>> begin

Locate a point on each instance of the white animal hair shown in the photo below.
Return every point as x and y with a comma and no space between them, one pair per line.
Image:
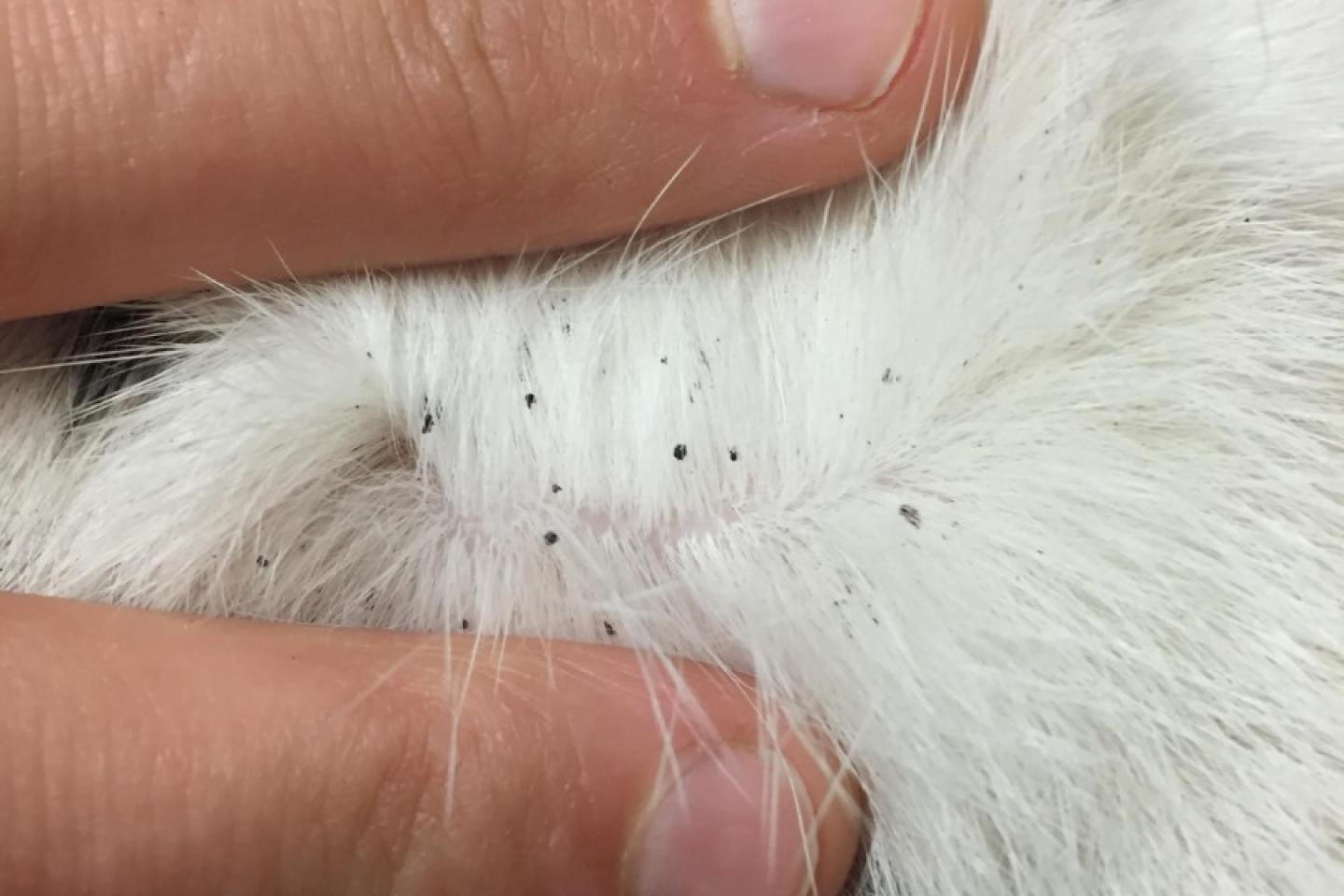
1023,470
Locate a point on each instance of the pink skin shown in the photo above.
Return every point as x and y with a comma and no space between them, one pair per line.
790,46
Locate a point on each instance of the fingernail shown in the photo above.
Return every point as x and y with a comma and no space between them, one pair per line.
732,826
827,52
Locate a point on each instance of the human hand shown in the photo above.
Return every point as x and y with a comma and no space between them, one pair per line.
250,140
146,144
146,752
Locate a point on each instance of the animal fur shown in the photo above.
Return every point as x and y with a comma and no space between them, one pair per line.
1022,468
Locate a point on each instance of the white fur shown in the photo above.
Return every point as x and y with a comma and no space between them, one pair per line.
1109,660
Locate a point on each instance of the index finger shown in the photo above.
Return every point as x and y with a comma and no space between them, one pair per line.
256,138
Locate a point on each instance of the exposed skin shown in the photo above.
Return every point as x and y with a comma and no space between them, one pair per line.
146,752
259,138
144,144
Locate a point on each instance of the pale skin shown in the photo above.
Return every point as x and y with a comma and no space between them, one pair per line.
146,144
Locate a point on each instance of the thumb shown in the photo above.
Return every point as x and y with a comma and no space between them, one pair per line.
259,138
155,754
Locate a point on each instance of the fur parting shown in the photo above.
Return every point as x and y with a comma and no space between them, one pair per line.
1022,467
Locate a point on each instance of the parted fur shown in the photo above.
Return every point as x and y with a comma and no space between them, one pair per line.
1022,468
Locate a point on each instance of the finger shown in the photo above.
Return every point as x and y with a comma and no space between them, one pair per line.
262,137
156,754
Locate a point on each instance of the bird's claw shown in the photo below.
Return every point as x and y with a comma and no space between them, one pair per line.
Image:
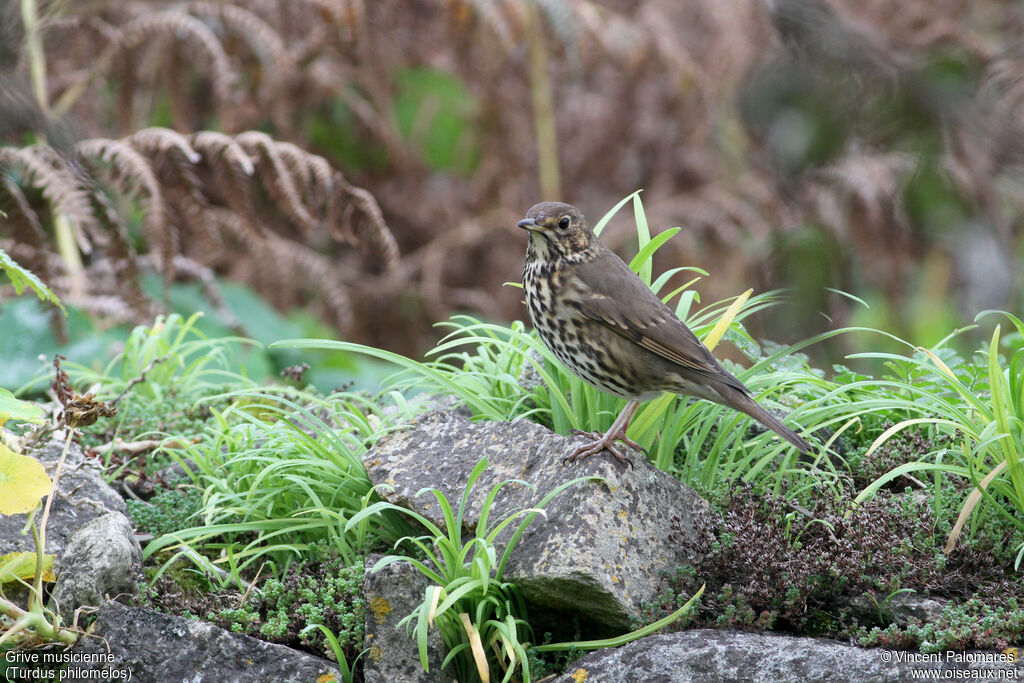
597,436
600,442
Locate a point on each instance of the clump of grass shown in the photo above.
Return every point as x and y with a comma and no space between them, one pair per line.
168,511
704,443
322,591
281,471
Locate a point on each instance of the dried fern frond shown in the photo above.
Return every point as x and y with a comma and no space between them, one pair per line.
206,201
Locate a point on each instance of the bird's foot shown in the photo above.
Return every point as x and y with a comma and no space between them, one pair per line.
597,436
602,442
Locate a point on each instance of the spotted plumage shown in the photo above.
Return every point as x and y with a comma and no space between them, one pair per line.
607,327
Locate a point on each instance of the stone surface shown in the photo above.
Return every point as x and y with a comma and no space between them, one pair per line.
101,560
721,656
82,497
600,550
154,646
391,651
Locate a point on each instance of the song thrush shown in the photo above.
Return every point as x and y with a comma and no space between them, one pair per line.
607,327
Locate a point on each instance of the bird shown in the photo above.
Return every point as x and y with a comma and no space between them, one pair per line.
609,329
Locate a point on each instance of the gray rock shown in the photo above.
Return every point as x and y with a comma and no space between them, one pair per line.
154,646
391,651
721,656
82,497
906,606
101,560
600,551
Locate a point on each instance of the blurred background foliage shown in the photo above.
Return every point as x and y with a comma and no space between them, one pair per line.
376,156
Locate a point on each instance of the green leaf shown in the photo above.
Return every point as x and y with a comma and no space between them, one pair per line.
22,278
15,409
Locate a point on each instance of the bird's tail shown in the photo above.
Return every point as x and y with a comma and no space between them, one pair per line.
744,403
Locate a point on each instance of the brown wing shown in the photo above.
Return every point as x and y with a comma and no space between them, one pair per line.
614,296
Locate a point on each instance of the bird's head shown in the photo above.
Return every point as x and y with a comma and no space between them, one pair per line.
557,230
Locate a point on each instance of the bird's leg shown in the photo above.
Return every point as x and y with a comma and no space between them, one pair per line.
616,432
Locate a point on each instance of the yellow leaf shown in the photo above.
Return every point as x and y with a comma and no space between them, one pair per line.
723,324
23,482
476,647
23,565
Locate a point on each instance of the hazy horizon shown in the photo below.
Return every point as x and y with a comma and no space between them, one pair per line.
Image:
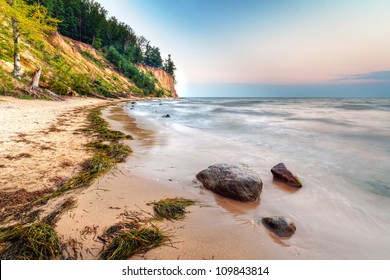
314,46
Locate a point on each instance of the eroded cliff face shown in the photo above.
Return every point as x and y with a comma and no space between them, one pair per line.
164,79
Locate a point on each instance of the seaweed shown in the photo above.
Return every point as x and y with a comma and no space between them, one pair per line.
124,245
34,242
54,216
171,208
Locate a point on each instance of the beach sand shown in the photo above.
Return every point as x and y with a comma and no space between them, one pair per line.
41,145
213,229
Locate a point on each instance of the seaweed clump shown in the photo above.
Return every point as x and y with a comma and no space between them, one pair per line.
107,153
126,244
171,208
35,242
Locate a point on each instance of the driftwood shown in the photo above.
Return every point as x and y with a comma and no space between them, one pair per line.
98,96
38,92
34,89
34,85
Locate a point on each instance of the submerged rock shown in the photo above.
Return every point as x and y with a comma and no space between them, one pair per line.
233,181
281,226
281,173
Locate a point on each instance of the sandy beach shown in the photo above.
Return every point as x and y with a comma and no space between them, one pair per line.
41,146
40,141
213,229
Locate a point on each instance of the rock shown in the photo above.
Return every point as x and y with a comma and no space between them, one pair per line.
233,181
281,226
281,173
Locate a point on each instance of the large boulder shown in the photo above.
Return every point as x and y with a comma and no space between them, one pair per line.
281,173
281,226
233,181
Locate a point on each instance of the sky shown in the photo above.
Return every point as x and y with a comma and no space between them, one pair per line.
299,47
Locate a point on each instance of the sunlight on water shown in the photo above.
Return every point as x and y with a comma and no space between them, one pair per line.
340,148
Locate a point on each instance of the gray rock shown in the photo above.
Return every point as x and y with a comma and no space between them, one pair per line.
281,226
281,173
233,181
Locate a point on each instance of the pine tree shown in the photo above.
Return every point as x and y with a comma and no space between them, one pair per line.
28,20
169,66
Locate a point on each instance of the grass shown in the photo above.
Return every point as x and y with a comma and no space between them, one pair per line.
54,216
34,242
124,245
171,208
39,241
107,153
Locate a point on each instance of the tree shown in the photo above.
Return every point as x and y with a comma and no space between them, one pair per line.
153,56
169,66
26,20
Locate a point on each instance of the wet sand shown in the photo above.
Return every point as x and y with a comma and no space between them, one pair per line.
213,229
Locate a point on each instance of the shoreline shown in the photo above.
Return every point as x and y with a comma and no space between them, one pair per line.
163,165
198,236
205,233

>> end

Produce an exact copy of each line of data, skipping embedded images.

Locate a point on each instance of the white animal hair shown in the photo below.
Return every point as x and y with a comma and no space between them, one pair per line.
Image:
1023,470
Locate a point on each instance of the pink skin shown in the photo above.
Return every point as x and y with a comma and no space between them, one pair per line.
790,46
Locate a point on each instance of the fingernail shown in the photo above.
Return every point as x and y with a comma and no space between them, one pair per line.
732,826
827,52
Locate a point on each instance of the human hand shown in the photo above.
Return every point as x and y with a comma and no space between them, one pair per line.
250,140
146,144
146,752
Locate a point on each instance of the animal fur shown in the photo above.
Return every point as x and y with a comma and no space between them, one pair per line.
1022,468
Locate a point on each instance of the white fur shown in the photo above.
Return every point as x and y with a comma and no space between them, one pair per line.
1109,660
Locate a point on each instance of the index finger shown in the photo above.
Return every point as x and y with a comma and no space between them, one pair per line.
256,138
Locate a point on each instance of the exposed skin shown in the photo above.
Return every point as x and y with a comma and no space between them, one pair per line.
146,752
259,138
144,144
Locate a point on each instance of the pale skin shown in the photo above.
Return every point as x and y with a comma and no space between them, one pair per line.
146,144
Locate a point on each instance of the thumb shown in the photo above.
Return every point as x and y with a comma and no space between them, one pair per line.
259,138
155,754
Locate a point on each instance of the fur parting shown in the photo above.
Return every point as x and y with a comma and no space between them, one pair per line.
1022,467
Locate a point on each instance of the parted fur shown in the photo above.
Return every point as x and y with a comma and no space between them, one pair per line.
1022,468
Locate a point on each instance of the finger shown in the photo above.
Return every point as x and y with a comma and no space between them, one pair per line.
262,137
156,754
Locate a point on each instance of the bird's claw shown in the photo below.
Return every point as x and y with a comma and no space between them, one pair per line.
Image:
597,436
600,442
Locate a point on each instance of the clump of grass shown in the photo above.
Return every point as x and y with a comma and no space between them, one pair per line.
168,511
704,443
322,591
281,471
Locate a point on each instance of the dried fern frond shown in the photo above.
Return every point as x and y with a comma and no space between them, one pair per line.
206,201
Locate a point on each instance of the bird's foot shown in the photo above.
Return every point as x and y with a comma and no space between them, one pair per line.
597,436
602,442
Locate a point on each instance of the spotted plumage shown in the photo above.
Return every point as x and y with a comma and no space between them, one pair per line.
607,327
Locate a point on each instance of the stone surface shown in the photo above.
Return every point as x and y with a comma and no space between them, one pair per line.
101,560
721,656
82,497
600,550
154,646
391,651
Locate a point on each instance of the song thrush shown in the photo above.
Return every point as x and y with a comma and no space between them, one pair per line.
607,327
Locate a point on each instance of the bird shown in the photo above.
Return every point as x and y with a comma and no space between them, one pair per line.
609,329
Locate a point on each instance of the gray rock shown in the photo above.
Return every point as x and y with a comma and no space between them, one pair per line.
154,646
391,651
721,656
82,497
906,606
101,560
600,551
Locate a point on each instance of the blurred background foliage shown in the photo above.
Return every point as x and y with a comma and no space between them, one pair per line.
376,156
Locate a point on each instance of the green leaf shown in the photo above.
Return every point as x and y with a comma and no space between them, one pair per line.
22,278
15,409
Locate a point on each instance of the bird's tail shown in the photo above.
Return every point as x and y with a comma and no space between them, one pair per line.
744,403
Locate a point on each instance of the brown wing shown in the photo above.
Return every point as x and y with a comma and no space between them, one pair per line.
614,296
Locate a point on each instance of the bird's head shown in the photo above.
Return every point as x and y with a comma and no space between them, one pair per line.
557,230
Locate a point on each instance of the bird's leg shown in the photo above.
Return every point as x and y with a comma and no space between them, one pair per line.
616,432
Locate a point on each instance of the yellow leaf shown in the photo above.
Return every point as x and y with a comma and no space between them, one pair per line.
723,324
23,482
476,647
23,565
Locate a point on each instance of the hazy horizon shown in the photo below.
Return every point as x and y with a comma and no space between them, one pair per line.
Image:
314,46
Locate a point on each instance of the eroded cliff face shown in the photo above.
Return every point as x and y with a comma and no space between them, one pair per line.
164,79
Locate a point on each instance of the seaweed shown in the photo above.
Return every point as x and y with a comma and no space between them, one pair per line.
124,245
34,242
54,216
171,208
Locate a point on each instance of the beach sand shown in the photo above.
Return every point as x and y with a comma and no space between them, one pair per line.
41,145
213,229
Locate a point on each instance of the seaweed clump shown in the photo above.
Return every point as x and y with a comma and no space between them, one pair per line.
107,153
126,244
171,208
35,242
Locate a point on each instance of the driftwood shown in the photo above.
Return every point as x and y with a comma and no space between them, one pair per line.
98,96
38,92
34,89
34,85
Locate a point on each instance of the submerged rock shown in the photo above.
Return every point as x and y with a comma and no space between them, one pair per line.
233,181
281,226
281,173
Locate a point on each instance of the sandy beach shown in the photo above.
Return every point as x and y with a comma and no space between them, one pair per line.
41,146
40,141
213,229
Locate a point on each instance of the rock shown in the photo above.
Return every point as x and y with a comma and no space between them, one pair per line.
233,181
281,226
281,173
Locate a point on each instance of the large boulder shown in the photo above.
Return every point as x and y with a comma and no space between them, one pair per line.
281,173
281,226
233,181
Locate a point on each instance of the sky shown in the photo above.
Return every point as x and y with a comma and no space between them, one pair per line.
299,47
Locate a point on each instance of the sunlight on water shown in the photo above.
Return every point as x and y with a comma and no space between them, one pair per line.
340,148
Locate a point on each instance of the gray rock shown in the photo above.
Return every point as x and y with a comma and no space between them, one pair per line.
281,226
281,173
233,181
Locate a point on each instance of the pine tree shown in the photo above.
Return every point as x and y with a comma and no space between them, one pair per line.
28,20
169,66
Locate a point on each instance of the grass shown in the photo above.
Return every point as x and y with a comma and no space between them, one pair per line.
54,216
34,242
124,245
171,208
39,241
107,153
Locate a point on each instance of the tree shown in the photo above.
Return every point as x and y with a comma and no space between them, one pair per line.
153,56
169,66
26,20
Locate a point on each instance of the wet sand shown in the photo above.
Return every point as x and y with a comma and no space between them, one pair per line.
213,229
Locate a point on each instance of the shoreline shown in the photo above.
Return every point as x and y with a comma and no space between them, one pair per line.
163,165
198,236
205,233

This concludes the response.